Reproduce verbatim every line of the items below, starting with the line that contains "Exercise. Point out the climbing" and continuing through the end of the items.

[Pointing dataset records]
########

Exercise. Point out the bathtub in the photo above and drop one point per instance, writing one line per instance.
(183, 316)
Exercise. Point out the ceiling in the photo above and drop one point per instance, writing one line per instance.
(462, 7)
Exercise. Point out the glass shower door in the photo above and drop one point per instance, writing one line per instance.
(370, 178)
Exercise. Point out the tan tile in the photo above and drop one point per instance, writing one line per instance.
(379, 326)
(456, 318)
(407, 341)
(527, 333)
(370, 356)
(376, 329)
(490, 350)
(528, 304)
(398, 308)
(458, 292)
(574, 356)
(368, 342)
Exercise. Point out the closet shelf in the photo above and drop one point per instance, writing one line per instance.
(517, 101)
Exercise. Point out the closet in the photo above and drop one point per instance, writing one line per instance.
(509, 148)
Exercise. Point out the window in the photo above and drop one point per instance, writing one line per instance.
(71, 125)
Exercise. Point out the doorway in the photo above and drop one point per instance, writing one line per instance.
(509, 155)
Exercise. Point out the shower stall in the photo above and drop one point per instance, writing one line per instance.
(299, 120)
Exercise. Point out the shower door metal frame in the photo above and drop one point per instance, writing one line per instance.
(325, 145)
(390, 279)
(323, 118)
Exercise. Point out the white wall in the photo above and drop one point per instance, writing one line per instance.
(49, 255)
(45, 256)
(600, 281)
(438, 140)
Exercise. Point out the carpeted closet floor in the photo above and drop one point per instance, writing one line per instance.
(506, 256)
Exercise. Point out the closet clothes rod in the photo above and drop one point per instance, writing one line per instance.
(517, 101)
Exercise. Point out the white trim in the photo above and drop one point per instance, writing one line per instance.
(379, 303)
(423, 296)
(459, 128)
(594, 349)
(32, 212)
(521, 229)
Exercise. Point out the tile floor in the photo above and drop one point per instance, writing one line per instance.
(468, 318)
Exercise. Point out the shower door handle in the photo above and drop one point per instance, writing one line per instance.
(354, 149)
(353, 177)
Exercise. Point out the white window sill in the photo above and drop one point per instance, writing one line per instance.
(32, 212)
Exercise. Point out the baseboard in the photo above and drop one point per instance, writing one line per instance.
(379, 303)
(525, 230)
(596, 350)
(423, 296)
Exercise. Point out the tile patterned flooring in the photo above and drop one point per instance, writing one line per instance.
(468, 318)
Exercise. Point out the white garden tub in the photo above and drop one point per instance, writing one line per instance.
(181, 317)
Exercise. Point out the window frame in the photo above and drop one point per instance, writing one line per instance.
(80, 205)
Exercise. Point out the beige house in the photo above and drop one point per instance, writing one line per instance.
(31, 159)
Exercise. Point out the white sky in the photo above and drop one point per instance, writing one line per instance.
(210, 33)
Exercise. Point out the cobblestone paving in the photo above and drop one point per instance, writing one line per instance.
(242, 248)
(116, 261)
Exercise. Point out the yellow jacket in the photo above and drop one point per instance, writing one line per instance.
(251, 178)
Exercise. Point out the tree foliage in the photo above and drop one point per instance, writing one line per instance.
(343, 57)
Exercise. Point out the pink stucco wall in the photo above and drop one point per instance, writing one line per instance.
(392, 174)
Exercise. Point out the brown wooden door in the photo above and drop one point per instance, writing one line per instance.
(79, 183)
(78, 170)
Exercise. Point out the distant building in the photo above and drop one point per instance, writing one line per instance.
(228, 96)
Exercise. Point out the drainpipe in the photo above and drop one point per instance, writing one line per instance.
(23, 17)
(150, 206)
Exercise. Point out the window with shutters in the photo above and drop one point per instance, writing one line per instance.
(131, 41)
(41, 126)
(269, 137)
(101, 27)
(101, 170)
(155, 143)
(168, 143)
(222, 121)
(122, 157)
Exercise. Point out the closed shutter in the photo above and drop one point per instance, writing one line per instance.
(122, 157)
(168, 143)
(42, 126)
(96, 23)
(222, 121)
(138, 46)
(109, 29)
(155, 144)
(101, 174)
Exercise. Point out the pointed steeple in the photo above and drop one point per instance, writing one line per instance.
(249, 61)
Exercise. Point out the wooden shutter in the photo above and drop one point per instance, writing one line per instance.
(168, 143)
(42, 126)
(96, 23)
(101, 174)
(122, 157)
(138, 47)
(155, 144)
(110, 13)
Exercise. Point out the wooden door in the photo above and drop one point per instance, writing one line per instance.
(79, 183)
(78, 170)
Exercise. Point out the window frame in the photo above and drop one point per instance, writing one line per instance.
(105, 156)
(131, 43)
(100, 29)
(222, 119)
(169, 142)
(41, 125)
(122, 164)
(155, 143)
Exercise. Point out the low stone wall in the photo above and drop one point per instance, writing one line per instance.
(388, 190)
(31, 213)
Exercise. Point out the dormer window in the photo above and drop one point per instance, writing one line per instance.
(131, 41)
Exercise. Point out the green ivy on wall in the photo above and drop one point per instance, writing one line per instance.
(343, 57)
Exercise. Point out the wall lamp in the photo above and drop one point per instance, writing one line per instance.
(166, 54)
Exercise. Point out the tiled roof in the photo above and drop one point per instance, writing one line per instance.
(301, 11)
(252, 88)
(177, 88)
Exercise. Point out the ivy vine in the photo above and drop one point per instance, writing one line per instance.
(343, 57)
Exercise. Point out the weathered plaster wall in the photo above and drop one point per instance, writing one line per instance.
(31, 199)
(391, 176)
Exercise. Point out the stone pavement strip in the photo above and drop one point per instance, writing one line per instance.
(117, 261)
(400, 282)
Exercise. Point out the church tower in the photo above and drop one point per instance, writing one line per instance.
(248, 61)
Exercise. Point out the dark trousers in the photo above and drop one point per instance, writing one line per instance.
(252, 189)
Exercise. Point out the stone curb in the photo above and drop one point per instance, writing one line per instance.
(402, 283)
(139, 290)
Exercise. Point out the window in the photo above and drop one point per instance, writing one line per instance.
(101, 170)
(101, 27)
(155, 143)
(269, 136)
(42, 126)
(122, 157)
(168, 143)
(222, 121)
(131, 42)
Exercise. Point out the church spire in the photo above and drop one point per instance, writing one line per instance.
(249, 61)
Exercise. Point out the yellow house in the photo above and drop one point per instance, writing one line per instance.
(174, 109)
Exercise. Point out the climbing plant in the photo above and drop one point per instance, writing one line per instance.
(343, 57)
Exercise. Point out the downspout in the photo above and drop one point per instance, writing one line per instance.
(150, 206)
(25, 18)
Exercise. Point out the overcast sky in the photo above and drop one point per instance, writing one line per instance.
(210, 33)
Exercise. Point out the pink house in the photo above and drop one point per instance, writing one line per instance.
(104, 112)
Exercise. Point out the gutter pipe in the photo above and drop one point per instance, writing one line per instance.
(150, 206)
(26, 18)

########

* SOLUTION *
Exercise. Point out the climbing plant in the photo above and drop one point per instance, writing one line per instance.
(343, 57)
Exercise. Point out the downspout in the photo above and drop one point per instance, writing one line per instance.
(150, 206)
(25, 18)
Exercise. Point out the overcast sky in the photo above and drop one point per instance, writing one line per instance.
(210, 33)
Exercise. Point out the pink house in the photo above and drop one point per instance, writing one line per instance.
(104, 112)
Exercise. Point out the gutter pipe in the photo above and drop one point per instance, writing one line per instance.
(150, 206)
(26, 18)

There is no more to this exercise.